● **Problem set**:
1/ Answer these questions using the article on parent-carer blame.
(a) What share of the parent carer-led support groups that responded considered the assessment process extremely unsatisfactory and intrusive?
(b) According to the survey responses, what did the assessment process focus on instead of the additional support needs arising from a child's impairment?
(c) What must an authority have before it interviews a child in the absence of their parents or inspects their bedroom?
2/ Extend the article on parent-carer blame by writing what comes next after its final sentence.

Urgent change is needed to stop the institutional culture of parent-carer blaming

and Dr Ana Laura Aiello

Disabled children and their families are one of the world’s most severely disadvantaged groups and the UK is no exception.  

Why should this be – when in theory UK law provides such families with good quality rights to support services and when these rights are backed up by powerful international human rights provisions?  And why, when a parent of a disabled child approaches an English social services authority for support is the experience so often so negative?  

These are some of the questions we tried to answer in our research report Institutionalising parent carer blame. The experiences of families with disabled children in their interactions with English local authority children’s services departments’’.

Intrusive assessments

The research included a survey of parent carer-led support groups.  It found that 86% of those who responded considered the assessment process that parents and their disabled children experienced to be extremely unsatisfactory and intrusive.  

The responses mentioned, for example, the intimidating and intrusive nature of the assessment process: a process that focussed on safeguarding / child protection matters and parental ‘fitness’ rather than addressing the additional support needs that resulted from their child’s impairment.  Many referred to the fact that assessment visits could take place with little (or no) notice and that they were often placed in impossible positions, for example, feeling they had no real choice about whether the assessor inspected their child’s bedroom and interviewed their children in their absence.  Parent carers' comments referred to the process as ‘humiliating’; ‘bullying; ‘devastating’; and likened it to ‘the police turning up at your door and [saying] we’ve got a warrant to search your house’. 

Human rights abuse

What is so troubling about the research findings is that many children’s services assessors did not appear to understand that actions of this kind interfered with the fundamental human rights of families to their privacy, their right to respect for their family life and for their home.  Somehow it appears that it is now ‘normal’ for many social services authorities to require their assessors to behave in this way.

Social services have a legal duty to provide support for disabled children and their families. Legally, if an authority wants to interview a child in the absence of their parents or wants to inspect their bedrooms, it has to have substantial evidence to justify doing this, e.g, because it has credible evidence that the child is being abused or neglected.  

It is simply unacceptable for authorities to operate a ‘one-size-fits-all’ approach to families, regardless of whether it is a parent-carer seeking support for a disabled child, or perhaps a parent reasonably suspected of child neglect or abuse. Unfortunately, the research found that this was exactly what was happening – and it is this that creates an institutional culture of ‘parent carer blame’.

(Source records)

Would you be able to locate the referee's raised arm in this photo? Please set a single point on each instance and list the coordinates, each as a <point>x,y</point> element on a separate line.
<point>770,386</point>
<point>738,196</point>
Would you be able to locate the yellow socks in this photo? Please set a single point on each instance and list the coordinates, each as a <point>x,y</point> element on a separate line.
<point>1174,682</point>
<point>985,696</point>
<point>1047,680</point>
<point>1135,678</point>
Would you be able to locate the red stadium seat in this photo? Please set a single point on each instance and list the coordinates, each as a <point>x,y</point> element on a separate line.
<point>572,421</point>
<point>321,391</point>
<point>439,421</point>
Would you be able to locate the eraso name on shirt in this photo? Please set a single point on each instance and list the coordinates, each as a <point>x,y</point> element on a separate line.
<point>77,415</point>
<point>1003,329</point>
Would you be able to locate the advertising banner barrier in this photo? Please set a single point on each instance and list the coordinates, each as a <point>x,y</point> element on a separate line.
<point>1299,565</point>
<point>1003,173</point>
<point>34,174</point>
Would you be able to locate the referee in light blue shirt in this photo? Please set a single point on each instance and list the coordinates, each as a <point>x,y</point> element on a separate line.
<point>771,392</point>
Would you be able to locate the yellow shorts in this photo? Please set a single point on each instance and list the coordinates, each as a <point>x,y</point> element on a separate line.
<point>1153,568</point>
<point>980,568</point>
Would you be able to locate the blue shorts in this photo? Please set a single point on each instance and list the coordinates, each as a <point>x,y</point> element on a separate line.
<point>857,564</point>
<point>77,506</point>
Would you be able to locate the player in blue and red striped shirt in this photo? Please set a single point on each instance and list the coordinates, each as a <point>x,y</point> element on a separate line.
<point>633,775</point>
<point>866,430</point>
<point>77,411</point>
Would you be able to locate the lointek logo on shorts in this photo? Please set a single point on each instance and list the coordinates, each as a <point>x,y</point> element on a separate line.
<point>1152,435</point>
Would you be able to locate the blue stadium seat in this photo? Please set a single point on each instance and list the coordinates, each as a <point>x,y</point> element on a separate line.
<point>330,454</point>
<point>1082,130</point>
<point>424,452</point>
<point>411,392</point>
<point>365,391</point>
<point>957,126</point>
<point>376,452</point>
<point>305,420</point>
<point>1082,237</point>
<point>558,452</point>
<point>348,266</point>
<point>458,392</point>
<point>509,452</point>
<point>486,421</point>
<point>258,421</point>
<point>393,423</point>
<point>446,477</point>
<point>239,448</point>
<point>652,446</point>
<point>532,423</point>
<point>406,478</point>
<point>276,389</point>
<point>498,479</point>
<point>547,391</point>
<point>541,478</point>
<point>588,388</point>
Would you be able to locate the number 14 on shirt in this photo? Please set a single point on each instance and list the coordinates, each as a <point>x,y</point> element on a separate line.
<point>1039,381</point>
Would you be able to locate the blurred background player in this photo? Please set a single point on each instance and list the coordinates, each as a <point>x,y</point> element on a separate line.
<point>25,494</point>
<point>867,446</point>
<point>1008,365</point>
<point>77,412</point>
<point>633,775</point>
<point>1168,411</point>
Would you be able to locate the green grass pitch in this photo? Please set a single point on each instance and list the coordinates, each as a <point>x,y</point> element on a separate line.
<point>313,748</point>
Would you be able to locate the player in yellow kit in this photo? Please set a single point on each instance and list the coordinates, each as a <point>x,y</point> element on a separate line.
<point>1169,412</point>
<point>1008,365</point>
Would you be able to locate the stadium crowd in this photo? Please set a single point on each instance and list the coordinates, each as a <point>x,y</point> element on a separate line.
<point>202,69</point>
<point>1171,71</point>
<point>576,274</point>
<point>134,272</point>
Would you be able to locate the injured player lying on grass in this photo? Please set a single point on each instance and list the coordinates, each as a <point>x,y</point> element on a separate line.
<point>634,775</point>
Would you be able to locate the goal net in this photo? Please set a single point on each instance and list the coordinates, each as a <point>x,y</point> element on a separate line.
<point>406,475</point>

● **Answers to the exercise**:
1/
(a) 86%
(b) Safeguarding / child protection matters and parental "fitness"
(c) Substantial evidence to justify doing so, such as credible evidence that the child is being abused or neglected

2/
assessment pathway
Two contrasting assessment pathways, in the report

Unlawful assessment protocols

In addition to our survey of English parent carer-led support organisations, we analysed 143 local authority ‘assessment protocols’ and found that: 

  • None contained a clear explanation that a different approach should be taken concerning the assessment of the needs of disabled children where the referral was not accompanied by evidence of neglect or abuse;
  • 80% required the assessor to confirm if the ‘child’s bedroom has been seen’ regardless of whether there was any evidence to suspect that the child was being neglected or abused; 
  • 87% referred to the need of seeing (or communicating with) the children alone regardless of whether there was any evidence to suspect that the child was being neglected or abused;
  • None gave guidance to assessors concerning the need for credible grounds to exist before seeking to see a child’s bedroom or to interview a child in the absence of their parent; 
  • Only 5 (3%) included a reference to their authority’s duty to offer parent carers a ‘needs assessment’. 

Legally, as the report explains, policies of this kind are discriminatory.  They treat people who are quite different in the same way.  They treat families suspected of child neglect/abuse in the same way as families simply seeking support to overcome the barriers they encounter because they have a disabled child.  

The Department for Education bears some responsibility for parent carer blaming

Although authorities have to accept substantial responsibility for the deeply unpleasant ‘parent carer blame’ organisational cultures that many have fostered, the finger of blame also points strongly in the direction of the Department for Education and the guidance it has published – namely ‘Working Together 2018’.  

Although this guidance purports to explain how all ‘children in need’ (including disabled children) should be assessed, it is overwhelmingly focused on child abuse and neglect.  Good guidance used to exist concerning the different assessment needs of disabled children and their families, but this was withdrawn in 2013. 

The report calls for urgent change and for guidance that is specifically directed at the needs of disabled children and their families. This guidance needs to (among other things) require assessors to have training and experience, not only in the needs of disabled children and their families, but also in relation to what is and what is not acceptable behaviour under human rights law.

The report results from research undertaken by the Legal Entitlements & Problem-Solving (LEaP) Project at the School of Law, Leeds University funded by the disabled children’s charity Cerebra.  The research report (and this article) was written by Professor Luke Clements and Dr Ana Laura Aiello and the report can be downloaded at https://cerebra.org.uk/download/institutionalising-parent-carer-blame/.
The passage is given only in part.